(Work order) After removing every image, reproduce the data exactly as it appears.
Segment Start: Dataset content
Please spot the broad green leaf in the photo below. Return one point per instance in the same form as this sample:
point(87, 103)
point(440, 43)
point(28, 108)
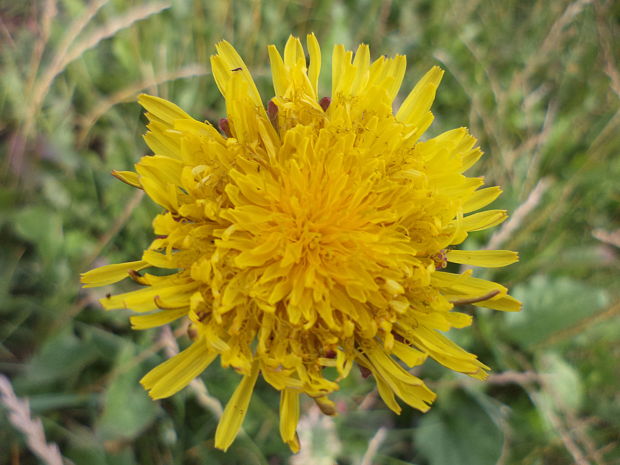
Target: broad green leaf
point(127, 409)
point(61, 357)
point(563, 381)
point(459, 432)
point(551, 305)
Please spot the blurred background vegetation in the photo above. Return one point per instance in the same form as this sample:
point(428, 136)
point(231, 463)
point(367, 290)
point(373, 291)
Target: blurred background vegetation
point(538, 82)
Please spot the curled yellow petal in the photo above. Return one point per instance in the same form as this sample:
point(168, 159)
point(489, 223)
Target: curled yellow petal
point(109, 274)
point(177, 372)
point(235, 410)
point(485, 258)
point(289, 417)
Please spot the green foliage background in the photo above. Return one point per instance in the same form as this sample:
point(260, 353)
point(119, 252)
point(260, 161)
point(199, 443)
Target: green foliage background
point(537, 82)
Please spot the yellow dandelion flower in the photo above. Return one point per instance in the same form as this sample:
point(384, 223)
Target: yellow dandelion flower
point(310, 234)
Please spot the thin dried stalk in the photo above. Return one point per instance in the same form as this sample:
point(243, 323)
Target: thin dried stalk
point(19, 416)
point(373, 446)
point(130, 92)
point(101, 33)
point(519, 215)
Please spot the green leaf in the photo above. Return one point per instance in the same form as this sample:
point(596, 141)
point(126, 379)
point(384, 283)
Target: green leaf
point(551, 305)
point(62, 357)
point(459, 432)
point(41, 226)
point(563, 381)
point(127, 408)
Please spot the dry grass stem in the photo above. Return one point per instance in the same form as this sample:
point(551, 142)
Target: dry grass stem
point(611, 238)
point(19, 416)
point(518, 217)
point(65, 57)
point(130, 92)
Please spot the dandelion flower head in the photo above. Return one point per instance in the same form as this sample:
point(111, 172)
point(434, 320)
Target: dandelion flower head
point(310, 233)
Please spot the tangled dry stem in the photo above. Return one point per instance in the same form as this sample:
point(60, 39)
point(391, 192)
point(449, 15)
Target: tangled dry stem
point(32, 428)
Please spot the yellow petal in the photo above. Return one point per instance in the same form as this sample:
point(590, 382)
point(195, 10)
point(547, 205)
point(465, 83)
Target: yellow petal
point(481, 198)
point(289, 417)
point(109, 274)
point(143, 300)
point(153, 320)
point(483, 220)
point(235, 410)
point(410, 355)
point(417, 104)
point(164, 110)
point(486, 258)
point(128, 177)
point(177, 372)
point(315, 62)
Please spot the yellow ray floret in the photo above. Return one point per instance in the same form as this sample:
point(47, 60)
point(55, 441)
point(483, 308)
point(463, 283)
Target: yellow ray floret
point(310, 236)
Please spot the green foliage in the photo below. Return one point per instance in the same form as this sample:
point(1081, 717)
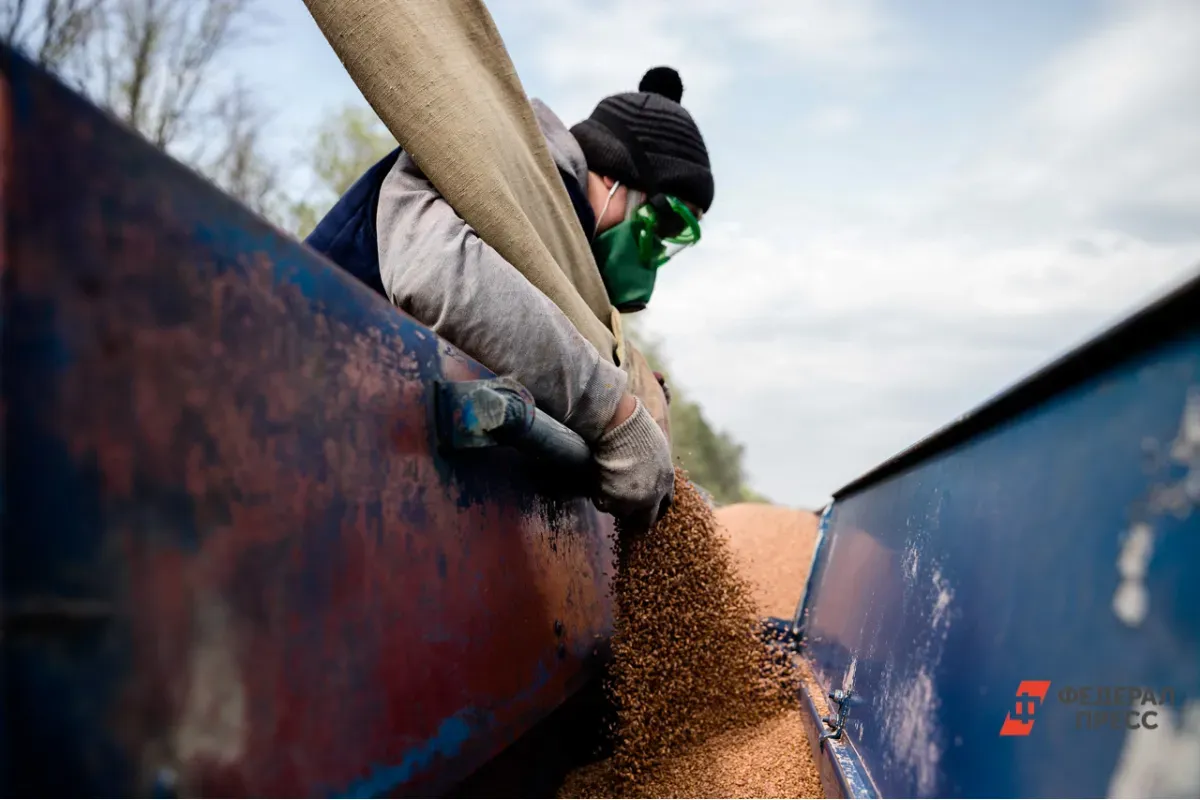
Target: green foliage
point(712, 457)
point(345, 146)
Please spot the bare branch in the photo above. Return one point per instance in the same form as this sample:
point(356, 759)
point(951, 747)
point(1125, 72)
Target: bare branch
point(240, 167)
point(51, 31)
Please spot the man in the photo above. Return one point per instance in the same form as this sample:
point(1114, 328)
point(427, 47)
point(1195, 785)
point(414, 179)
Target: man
point(639, 176)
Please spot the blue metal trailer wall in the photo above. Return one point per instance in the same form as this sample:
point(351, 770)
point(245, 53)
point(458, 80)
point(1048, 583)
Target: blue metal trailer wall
point(1053, 536)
Segment End: Dataset content
(Answer to this exercise)
Please spot the broad green leaf in the photo below. Return one point per instance in the same form as this sample:
point(87, 103)
point(440, 43)
point(28, 108)
Target: broad green leaf
point(127, 409)
point(61, 357)
point(563, 381)
point(459, 432)
point(551, 305)
Please spot the blurred background vegetation in the photo above. Return one point per instance in the same form as this sample:
point(428, 136)
point(231, 463)
point(367, 290)
point(373, 291)
Target: blurred background vegetation
point(538, 82)
Please spot the curled yellow petal in the photo above. Return one point per instance in the same form as this sample:
point(168, 159)
point(489, 223)
Target: curled yellow petal
point(109, 274)
point(177, 372)
point(235, 410)
point(485, 258)
point(289, 417)
Please spot the green foliage background in the photo above. Return one point per instance in the same form as this sample:
point(260, 353)
point(119, 252)
point(260, 161)
point(199, 443)
Target: green foliage background
point(537, 82)
Please spot the yellow dandelion flower in the photo above. Return one point per instance in the same form as this sample:
point(384, 223)
Target: yellow dandelion flower
point(310, 234)
Please spot the thin dried stalk in the photo above. Return one point per instance in the same form as this sample:
point(243, 323)
Target: thin dried stalk
point(19, 416)
point(373, 446)
point(130, 92)
point(101, 33)
point(519, 215)
Please spot the green leaf in the photo above. Return one point per instance in the same form as this sample:
point(596, 141)
point(126, 379)
point(384, 283)
Target: green leaf
point(551, 305)
point(62, 357)
point(459, 432)
point(41, 226)
point(563, 381)
point(127, 408)
Please spot the dry grass stem in the photo above. Return one point per instance in the same form as this sample:
point(551, 142)
Target: dry grass stem
point(611, 238)
point(19, 416)
point(518, 217)
point(65, 57)
point(130, 92)
Please spot the dandelion flower head in the photo above. Return one point per instance in the same form as this sample:
point(111, 172)
point(434, 320)
Target: dandelion flower head
point(310, 233)
Please spot the tangled dry stem in the photo above. Return one point per instance in the same form as this sample:
point(60, 39)
point(391, 192)
point(449, 15)
Target: tangled dry stem
point(32, 428)
Please spot the yellow petal in the photo above. Return one point per instance in the same form as this sample:
point(590, 382)
point(195, 10)
point(547, 205)
point(465, 83)
Target: yellow petal
point(481, 198)
point(289, 417)
point(109, 274)
point(143, 300)
point(153, 320)
point(483, 220)
point(235, 410)
point(410, 355)
point(417, 104)
point(164, 110)
point(486, 258)
point(128, 177)
point(177, 372)
point(315, 62)
Please spot the yellow ray floret in the photo above. Return one point per instance in the same form as this sample:
point(47, 60)
point(55, 441)
point(483, 308)
point(463, 283)
Target: yellow ray floret
point(310, 236)
Please spot the green foliage in the photo below. Return one point per instance in the same form as this sample:
point(1081, 717)
Target: green foliage
point(712, 457)
point(345, 146)
Please spot the bare branch in the photo above. Return one point per instance in the same form as this sample:
point(356, 759)
point(951, 747)
point(1125, 72)
Target: bare branch
point(240, 167)
point(51, 31)
Please spot the man in the photo above. Return one point per instance in the same form as this sample:
point(1114, 328)
point(427, 47)
point(1195, 785)
point(414, 179)
Target: man
point(639, 176)
Please spot the blue metal trailer wall in the photo above. Return one point per instance in the same form as this sample:
point(351, 770)
point(245, 53)
point(458, 80)
point(1048, 583)
Target: blue metal trailer wall
point(1053, 536)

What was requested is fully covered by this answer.